— START OF Provided passage —

Les exposés auront lieu dans l'amphi Euler de l'Institut Galilée.

Des repas (buffets) seront proposés le midi.

L'inscription est gratuite mais obligatoire (avant le 20 septembre) pour faciliter l'organisation.

Jeudi 3/10

Mireille Bousquet-Mélou : Combinatorics of 3-coloured quadrangulations

This talk deals with the enumeration of (planar) maps equipped with a proper 3-colouring of their vertices. The case of triangulations is well-understood, with an algebraic generating function and bijective solutions. The case of general planar maps is still algebraic, but the combinatorial explanations for that are missing. We will focus on quadrangulations, for which algebraicity is lost.
We will see that this problem admits several interesting reformulations (in terms of orientations, of height functions...), which suggest to record in the enumeration other statistics, beyond the edge number.
We will present solutions for some bivariate problems, obtained in collaboration with Andrew Elvey Price (Tours).

Mingkun Liu : Length spectra of random metric maps: a Teichmüller theory approach

In this talk, I will first discuss short closed geodesics on a random hyperbolic surface of large genus, and we will see that the lengths of these geodesics are distributed in exactly the same way as those of the short cycles in a big random map (following the work of Mirzakhani­­-Petri and Janson-Louf). Next, I will present a joint work with Simon Barazer and Alessandro Giacchetto, where we study random maps of large genus with a Teichmüller theory approach.

Armand Riera : TBA

Meltem Ünel : TBA

Baptiste Louf : Counting with random walks

We are interested in an enumerative problem, namely counting geometric objects called combinatorial maps, which can be parametrized by two numbers: their size, and a topological parameter called the genus. We are interested in an asymptotic estimation of the number of these objects when both the size and the genus go to infinity.
While enumeration in one parameter is a very well studied topic with many powerful tools available, this problem is a case of bivariate enumeration, is a rather new topic with very few results known at the moment.
Our method consists in studying a recurrence formula for these maps and modeling it by a random walk, forgetting completely about the combinatorics of the model.
This is a work in progress with Andrew Elvey-Price, Wenjie Fang and Michael Wallner.
Vendredi 4 Octobre
Heure: 09:00 - 16:00
Lieu: Amphithéâtre Euler, Institut Galilée
Résumé: Journées MathStic Probabilités-Combinatoire 2
Description: Michael Drmota, Alice Contat, Andrew Elvey Price, Enrica Duchi, Quentin Berger Ces journées s'inscrivent dans le cadre de l'axe 3 (Physique mathématique, Physique Statistique, Combinatoire) de la fédération de recherche Math-STIC de l'Université Sorbonne Paris Nord, qui associe les laboratoires de mathématiques (LAGA), d'informatique (LIPN) et de traitement et transmission de l'information (L2TI).

Les exposés auront lieu dans l'amphi Euler de l'Institut Galilée.

Des repas (buffets) seront proposés le midi.

L'inscription est gratuite mais obligatoire (avant le 20 septembre) pour faciliter l'organisation.

Vendredi 4/10

Michael Drmota : The method of moments revisited with applications to planar maps

The classical method of moments is used to prove limiting distributions by showing that properly centralized and/or scaled moments of a random variable converge to the corresponding moments of the limit. However, it is not always easy to obtain precise asymptotics for centralized moments - for example for proving a central limit theorem - due to "heavy cancellations". The main goal of this talk is to show some applications to random planar maps of a method of moments by Gao and Wormald that proves a central limit theorem without centralized moments.

— END OF Provided passage —

Directive 1: Put the rows, starting with their first line and going on through the line that contains "293L72 310L72 330L3", into a Markdown table with the columns Row number and Line. Leave out any blank lines.
The rows and the workshop announcement come from separate sources.

— START OF Material provided —

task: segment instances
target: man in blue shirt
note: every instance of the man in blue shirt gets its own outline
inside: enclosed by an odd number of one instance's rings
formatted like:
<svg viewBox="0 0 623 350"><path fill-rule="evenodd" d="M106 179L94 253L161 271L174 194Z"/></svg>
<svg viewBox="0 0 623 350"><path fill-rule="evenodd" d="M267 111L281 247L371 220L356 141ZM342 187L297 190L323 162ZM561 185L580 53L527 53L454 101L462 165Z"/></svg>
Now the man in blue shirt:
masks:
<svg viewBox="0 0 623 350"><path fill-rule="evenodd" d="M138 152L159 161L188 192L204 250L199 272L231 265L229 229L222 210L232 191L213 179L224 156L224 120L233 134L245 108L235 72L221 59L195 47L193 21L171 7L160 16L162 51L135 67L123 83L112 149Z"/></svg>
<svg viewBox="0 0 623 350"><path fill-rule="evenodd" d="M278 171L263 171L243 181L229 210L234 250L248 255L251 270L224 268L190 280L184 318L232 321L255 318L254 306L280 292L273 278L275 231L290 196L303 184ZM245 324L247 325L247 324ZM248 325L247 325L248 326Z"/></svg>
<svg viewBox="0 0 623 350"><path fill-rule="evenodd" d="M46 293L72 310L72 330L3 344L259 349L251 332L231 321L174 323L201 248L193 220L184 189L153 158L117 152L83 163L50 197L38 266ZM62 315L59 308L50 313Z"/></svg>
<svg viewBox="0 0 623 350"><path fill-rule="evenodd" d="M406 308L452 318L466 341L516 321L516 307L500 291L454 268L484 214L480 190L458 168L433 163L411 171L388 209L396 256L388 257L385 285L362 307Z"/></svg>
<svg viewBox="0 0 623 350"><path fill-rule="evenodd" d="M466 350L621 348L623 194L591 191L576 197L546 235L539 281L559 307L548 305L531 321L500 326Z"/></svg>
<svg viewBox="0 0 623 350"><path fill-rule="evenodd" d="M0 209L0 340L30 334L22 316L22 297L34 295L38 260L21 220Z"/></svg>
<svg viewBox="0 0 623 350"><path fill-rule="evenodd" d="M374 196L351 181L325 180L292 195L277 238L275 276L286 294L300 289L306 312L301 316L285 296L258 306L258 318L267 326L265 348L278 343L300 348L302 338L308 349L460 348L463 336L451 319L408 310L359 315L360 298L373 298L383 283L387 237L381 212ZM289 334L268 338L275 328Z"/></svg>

— END OF Material provided —

Directive 2: Write what comes next in the combinatorics workshop announcement, picking up after its last sentence.

Exercise answer 1:
| Row number | Line |
|---|---|
| 1 | task: segment instances |
| 2 | target: man in blue shirt |
| 3 | note: every instance of the man in blue shirt gets its own outline |
| 4 | inside: enclosed by an odd number of one instance's rings |
| 5 | formatted like: |
| 6 | <svg viewBox="0 0 623 350"><path fill-rule="evenodd" d="M106 179L94 253L161 271L174 194Z"/></svg> |
| 7 | <svg viewBox="0 0 623 350"><path fill-rule="evenodd" d="M267 111L281 247L371 220L356 141ZM342 187L297 190L323 162ZM561 185L580 53L527 53L454 101L462 165Z"/></svg> |
| 8 | Now the man in blue shirt: |
| 9 | masks: |
| 10 | <svg viewBox="0 0 623 350"><path fill-rule="evenodd" d="M138 152L159 161L188 192L204 250L199 272L231 265L229 229L222 210L232 191L213 179L224 156L224 120L233 134L245 108L235 72L221 59L195 47L193 21L171 7L160 16L162 51L135 67L123 83L112 149Z"/></svg> |
| 11 | <svg viewBox="0 0 623 350"><path fill-rule="evenodd" d="M278 171L263 171L243 181L229 210L234 250L248 255L251 270L224 268L190 280L184 318L232 321L255 318L254 306L280 292L273 278L275 231L290 196L303 184ZM245 324L247 325L247 324ZM248 325L247 325L248 326Z"/></svg> |
| 12 | <svg viewBox="0 0 623 350"><path fill-rule="evenodd" d="M46 293L72 310L72 330L3 344L259 349L251 332L231 321L174 323L201 248L193 220L184 189L153 158L117 152L83 163L50 197L38 266ZM62 315L59 308L50 313Z"/></svg> |

Exercise answer 2:
This is joint work with Eva-Maria Hainzl and Nick Wormald.

Alice Contat : Parking on Cayley trees & Frozen Erdös-Rényi

Consider a uniform rooted Cayley tree T_n with n vertices and let m cars arrive sequentially, independently, and uniformly on its vertices. Each car tries to park on its arrival node, and if the spot is already occupied, it drives towards the root of the tree and parks as soon as possible. Using combinatorial enumeration, Lackner & Panholzer established a phase transition for this process when m is approximately n/2 . We couple this model with a variation of the classical Erdös-Rényi random graph process. This enables us to describe completely the phase transition for the size of the components of parked cars using a modification of the standard multiplicative coalescent which we named the frozen multiplicative coalescent.
The talk is based on joint work with Nicolas Curien.

Andrew Elvey Price : Classification of D-finite walks in the quarter plane via elliptic functions

Given a set of small steps, we consider the three variable generating function counting walks in the quarter plane using these steps. Since the seminal paper by Bousquet-Mélou and Mishna, the problem of characterising the generating function into the hierarchy Algebraic < D-finite < D-algebraic has received a lot of attention. For unweighted walks this characterisation is complete, however the existing proof of D-finiteness does not generalise to unweighted walks. In this talk I will describe our new proof that the generating function is D-finite in each variable if and only if the group of the walk is finite. This result applies to any weighted model is based on the elliptic function method.
This is joint work with Thomas Dreyfus and Kilian Raschel.

Enrica Duchi : TBA

Quentin Berger : FK-percolation and Recursions on Galton-Watson Trees

Some statistical mechanics models on trees may sometimes reduce to the study of some "simple" tree recursion; this is for instance the case for the FK-percolation model. It turns out that when the recursion is concave, we can compare this tree recursion to the one verified by (possibly non-linear) resistive networks.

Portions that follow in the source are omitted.